>>>

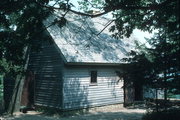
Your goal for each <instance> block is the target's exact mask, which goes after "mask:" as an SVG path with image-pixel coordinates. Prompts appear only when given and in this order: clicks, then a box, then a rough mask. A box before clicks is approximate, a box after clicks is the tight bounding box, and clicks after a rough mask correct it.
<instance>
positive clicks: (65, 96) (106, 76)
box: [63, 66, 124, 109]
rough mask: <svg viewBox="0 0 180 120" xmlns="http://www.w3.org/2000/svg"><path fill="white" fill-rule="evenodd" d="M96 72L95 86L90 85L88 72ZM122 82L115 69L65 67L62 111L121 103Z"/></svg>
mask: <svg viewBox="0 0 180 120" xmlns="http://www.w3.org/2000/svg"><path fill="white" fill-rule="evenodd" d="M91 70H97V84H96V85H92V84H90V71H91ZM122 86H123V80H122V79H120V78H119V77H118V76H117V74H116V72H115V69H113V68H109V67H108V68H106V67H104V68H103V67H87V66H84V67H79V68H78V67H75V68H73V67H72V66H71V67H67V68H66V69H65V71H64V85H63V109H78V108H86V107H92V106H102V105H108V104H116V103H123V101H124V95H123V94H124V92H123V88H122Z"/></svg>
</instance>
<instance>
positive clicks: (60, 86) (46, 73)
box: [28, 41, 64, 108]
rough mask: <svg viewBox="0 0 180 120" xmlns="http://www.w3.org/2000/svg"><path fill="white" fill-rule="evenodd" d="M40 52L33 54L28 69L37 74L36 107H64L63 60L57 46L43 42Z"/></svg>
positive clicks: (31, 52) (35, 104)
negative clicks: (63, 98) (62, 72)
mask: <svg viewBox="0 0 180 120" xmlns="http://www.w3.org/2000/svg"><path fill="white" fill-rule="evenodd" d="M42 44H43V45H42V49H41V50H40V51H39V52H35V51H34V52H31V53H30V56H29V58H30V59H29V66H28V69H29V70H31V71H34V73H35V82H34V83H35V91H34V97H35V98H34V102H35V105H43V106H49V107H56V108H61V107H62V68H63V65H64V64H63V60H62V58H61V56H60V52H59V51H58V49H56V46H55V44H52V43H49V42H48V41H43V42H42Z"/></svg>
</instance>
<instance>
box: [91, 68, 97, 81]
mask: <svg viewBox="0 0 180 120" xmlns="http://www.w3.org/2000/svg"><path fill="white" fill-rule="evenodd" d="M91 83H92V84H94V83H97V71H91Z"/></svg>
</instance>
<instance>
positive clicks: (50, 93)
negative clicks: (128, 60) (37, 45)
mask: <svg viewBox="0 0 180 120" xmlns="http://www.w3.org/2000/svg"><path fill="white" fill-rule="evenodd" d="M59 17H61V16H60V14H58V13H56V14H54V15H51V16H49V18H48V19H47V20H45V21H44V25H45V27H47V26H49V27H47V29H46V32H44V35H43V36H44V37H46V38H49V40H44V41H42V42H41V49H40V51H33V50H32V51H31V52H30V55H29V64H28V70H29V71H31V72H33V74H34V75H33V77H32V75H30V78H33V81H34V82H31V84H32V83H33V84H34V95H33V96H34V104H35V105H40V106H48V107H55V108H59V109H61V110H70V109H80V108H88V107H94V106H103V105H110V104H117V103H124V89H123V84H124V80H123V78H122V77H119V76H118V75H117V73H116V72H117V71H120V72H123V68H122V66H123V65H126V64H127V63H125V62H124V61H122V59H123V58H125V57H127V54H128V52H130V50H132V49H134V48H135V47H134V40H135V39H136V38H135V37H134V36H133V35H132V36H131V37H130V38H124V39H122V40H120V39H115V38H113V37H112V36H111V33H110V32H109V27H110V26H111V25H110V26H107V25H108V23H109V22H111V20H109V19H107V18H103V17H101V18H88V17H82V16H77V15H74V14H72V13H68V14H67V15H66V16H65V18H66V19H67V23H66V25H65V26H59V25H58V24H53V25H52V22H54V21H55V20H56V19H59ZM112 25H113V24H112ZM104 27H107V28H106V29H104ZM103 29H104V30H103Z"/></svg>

<<<
>>>

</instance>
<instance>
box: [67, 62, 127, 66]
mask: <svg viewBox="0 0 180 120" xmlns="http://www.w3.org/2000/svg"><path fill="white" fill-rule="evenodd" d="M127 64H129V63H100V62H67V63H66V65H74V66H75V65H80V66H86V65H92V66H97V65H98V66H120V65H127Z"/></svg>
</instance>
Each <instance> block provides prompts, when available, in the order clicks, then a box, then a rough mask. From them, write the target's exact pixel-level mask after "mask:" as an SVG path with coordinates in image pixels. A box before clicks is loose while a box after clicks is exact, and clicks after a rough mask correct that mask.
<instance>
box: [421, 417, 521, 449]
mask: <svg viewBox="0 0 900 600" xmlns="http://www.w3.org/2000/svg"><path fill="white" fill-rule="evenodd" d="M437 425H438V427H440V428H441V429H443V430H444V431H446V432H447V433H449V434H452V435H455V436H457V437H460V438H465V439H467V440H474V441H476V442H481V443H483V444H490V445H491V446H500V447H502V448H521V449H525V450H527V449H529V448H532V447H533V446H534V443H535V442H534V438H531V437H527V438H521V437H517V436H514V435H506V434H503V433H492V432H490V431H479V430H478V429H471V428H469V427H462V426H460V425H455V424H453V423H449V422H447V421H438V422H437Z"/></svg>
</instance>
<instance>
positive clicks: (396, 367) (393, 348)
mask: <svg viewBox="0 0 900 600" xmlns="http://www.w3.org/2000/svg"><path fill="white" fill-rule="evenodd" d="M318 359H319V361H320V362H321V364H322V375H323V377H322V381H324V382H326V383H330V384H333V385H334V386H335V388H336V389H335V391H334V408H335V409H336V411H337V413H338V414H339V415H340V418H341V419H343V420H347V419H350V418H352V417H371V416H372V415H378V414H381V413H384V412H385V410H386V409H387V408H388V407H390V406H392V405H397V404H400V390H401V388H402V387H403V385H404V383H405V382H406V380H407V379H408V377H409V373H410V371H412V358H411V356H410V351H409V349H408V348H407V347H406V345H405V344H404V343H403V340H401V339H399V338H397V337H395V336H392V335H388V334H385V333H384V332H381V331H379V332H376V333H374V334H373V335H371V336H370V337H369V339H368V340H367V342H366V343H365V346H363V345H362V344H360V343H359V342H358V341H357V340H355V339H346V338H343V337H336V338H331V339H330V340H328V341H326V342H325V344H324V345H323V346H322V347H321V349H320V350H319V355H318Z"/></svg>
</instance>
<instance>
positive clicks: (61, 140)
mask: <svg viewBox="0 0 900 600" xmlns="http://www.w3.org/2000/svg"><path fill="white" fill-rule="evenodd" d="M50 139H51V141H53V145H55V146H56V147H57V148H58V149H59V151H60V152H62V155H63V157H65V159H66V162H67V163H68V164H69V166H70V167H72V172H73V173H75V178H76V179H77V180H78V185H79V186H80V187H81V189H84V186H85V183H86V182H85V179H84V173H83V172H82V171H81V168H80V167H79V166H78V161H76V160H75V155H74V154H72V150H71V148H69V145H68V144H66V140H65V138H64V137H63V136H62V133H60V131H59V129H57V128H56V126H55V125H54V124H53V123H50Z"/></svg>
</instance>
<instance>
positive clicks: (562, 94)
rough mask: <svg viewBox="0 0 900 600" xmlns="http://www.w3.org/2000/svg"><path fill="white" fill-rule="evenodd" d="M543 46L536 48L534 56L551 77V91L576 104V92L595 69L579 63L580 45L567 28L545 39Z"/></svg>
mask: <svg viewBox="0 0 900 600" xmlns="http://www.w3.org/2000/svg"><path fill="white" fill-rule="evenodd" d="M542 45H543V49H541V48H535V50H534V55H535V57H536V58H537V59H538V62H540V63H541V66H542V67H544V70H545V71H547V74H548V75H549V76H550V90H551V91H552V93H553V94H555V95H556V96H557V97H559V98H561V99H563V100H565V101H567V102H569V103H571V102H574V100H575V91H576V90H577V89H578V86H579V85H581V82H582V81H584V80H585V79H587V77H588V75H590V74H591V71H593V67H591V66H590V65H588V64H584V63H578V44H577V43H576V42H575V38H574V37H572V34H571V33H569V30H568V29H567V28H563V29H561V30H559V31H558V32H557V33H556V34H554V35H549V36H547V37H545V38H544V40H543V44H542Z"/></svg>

<<<
>>>

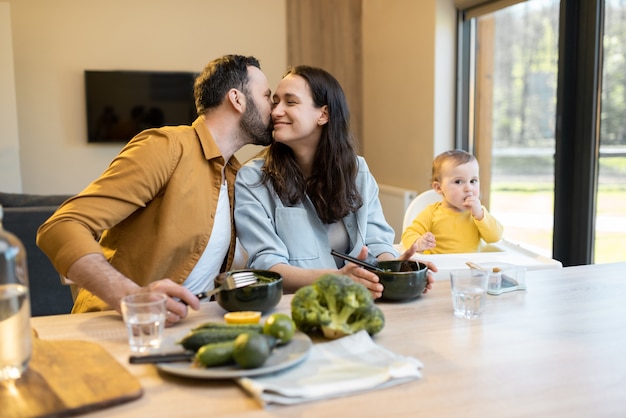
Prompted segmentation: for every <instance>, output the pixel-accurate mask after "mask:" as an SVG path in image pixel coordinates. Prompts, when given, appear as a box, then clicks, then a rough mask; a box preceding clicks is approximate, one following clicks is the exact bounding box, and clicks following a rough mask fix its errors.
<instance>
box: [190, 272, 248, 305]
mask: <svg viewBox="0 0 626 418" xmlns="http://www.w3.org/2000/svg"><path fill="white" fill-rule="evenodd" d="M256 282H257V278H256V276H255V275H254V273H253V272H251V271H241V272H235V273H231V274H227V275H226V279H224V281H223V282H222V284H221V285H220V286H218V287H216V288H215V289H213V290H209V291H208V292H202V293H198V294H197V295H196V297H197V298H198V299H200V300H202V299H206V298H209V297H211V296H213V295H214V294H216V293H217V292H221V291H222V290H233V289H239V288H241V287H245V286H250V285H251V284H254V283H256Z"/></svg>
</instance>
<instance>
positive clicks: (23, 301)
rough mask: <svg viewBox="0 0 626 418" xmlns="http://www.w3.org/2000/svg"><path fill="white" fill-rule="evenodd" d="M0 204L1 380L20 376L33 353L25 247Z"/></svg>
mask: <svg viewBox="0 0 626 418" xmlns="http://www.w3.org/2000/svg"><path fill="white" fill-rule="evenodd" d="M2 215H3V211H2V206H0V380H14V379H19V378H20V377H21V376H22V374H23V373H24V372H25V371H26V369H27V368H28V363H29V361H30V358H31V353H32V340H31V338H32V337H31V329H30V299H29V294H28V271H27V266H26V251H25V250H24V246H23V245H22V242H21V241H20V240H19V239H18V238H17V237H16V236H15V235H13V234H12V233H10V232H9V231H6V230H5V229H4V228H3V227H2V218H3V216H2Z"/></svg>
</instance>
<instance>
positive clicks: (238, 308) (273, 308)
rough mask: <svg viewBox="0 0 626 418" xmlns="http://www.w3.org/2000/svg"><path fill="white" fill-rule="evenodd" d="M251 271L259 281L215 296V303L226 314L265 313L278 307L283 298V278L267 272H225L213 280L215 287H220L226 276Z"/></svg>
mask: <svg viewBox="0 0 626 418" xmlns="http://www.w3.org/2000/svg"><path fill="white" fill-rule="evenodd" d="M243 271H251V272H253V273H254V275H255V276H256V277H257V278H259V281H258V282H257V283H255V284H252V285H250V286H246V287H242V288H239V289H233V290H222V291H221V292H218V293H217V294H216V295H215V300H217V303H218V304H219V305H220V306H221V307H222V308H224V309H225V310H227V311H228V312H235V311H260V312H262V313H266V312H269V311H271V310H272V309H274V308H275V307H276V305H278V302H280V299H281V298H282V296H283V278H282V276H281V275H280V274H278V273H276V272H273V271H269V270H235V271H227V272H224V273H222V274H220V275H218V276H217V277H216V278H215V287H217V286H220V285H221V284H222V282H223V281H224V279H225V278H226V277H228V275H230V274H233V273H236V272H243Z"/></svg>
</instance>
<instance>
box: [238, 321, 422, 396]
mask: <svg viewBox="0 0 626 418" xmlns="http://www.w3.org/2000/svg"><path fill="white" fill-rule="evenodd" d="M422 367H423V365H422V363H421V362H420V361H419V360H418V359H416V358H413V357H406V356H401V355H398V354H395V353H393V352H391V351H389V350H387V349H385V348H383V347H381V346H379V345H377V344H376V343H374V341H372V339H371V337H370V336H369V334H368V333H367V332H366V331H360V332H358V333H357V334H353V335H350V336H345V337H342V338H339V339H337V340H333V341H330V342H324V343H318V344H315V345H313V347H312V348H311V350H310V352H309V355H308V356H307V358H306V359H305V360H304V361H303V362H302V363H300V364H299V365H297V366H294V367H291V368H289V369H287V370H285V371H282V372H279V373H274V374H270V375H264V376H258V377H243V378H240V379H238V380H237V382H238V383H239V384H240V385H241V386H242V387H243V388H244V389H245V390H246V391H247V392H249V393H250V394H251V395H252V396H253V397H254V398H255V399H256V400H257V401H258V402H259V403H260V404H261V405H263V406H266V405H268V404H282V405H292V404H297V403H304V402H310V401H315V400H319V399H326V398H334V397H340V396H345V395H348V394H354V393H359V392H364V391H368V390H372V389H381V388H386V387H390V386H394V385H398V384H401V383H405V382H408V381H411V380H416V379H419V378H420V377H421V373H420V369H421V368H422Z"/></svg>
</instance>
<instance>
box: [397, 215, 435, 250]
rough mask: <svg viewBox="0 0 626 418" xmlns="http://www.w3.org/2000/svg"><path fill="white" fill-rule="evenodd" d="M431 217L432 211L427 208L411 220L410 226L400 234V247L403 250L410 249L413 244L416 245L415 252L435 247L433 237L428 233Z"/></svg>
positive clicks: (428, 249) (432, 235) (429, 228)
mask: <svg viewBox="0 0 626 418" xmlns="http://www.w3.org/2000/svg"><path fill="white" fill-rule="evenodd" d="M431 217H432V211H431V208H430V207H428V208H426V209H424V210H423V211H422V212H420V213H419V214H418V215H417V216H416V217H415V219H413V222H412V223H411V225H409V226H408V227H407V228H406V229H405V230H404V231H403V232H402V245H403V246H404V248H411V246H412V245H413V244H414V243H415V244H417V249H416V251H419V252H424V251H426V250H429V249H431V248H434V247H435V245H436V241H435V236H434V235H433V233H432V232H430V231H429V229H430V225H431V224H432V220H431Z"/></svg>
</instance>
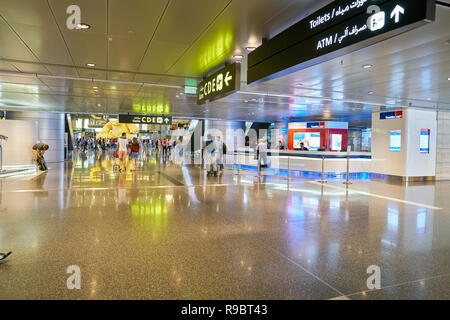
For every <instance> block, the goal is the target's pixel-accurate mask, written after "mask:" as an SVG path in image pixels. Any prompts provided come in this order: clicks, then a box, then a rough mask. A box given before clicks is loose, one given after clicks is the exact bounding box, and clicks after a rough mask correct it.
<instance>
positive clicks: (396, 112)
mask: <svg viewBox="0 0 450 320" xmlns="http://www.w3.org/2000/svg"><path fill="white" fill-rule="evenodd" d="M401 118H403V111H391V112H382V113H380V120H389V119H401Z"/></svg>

<<<

ABOUT THIS EXERCISE
Locate each line in the listing above that contains the string "pixel", and copy those lines out in full. Case matters when matching.

FINAL ANSWER
Your goal for each <instance> block is the target's exact mask, which goes after "mask:" as an SVG path with image-pixel coordinates. Prompts appear only when given and in this order: clicks, then a box, then a rough mask. A box before clicks is approximate, a box after clicks is the tight bounding box, and clicks after a rough mask correct it.
Each <instance> block provides prompts, when available, in the order clicks, then a box, then a rough mask. From them, write the target's exact pixel-level mask after "mask:" as an SVG path with coordinates in image pixels. A box before clicks is loose while a box after clicks is exact, and clicks after a rough mask correct that mask.
Prompted segmentation: for every <instance>, output the pixel-accurate mask after "mask:" as an SVG path in image pixel coordinates. Prompts, when given, appear as a box, then clicks, then a rough mask; a box preceding clicks is approximate, one following clicks is the exact bounding box, and clicks following a rough mask fix its errors.
For every <instance> block, the goal is the target's pixel-accurate mask, written after "mask:" as an SVG path in image pixels. Any prompts provided come in this order: clicks, then a box, then a rough mask. A box given before clicks is loose, one given after clicks is the exact bounding box, and clicks after a rough mask correct it.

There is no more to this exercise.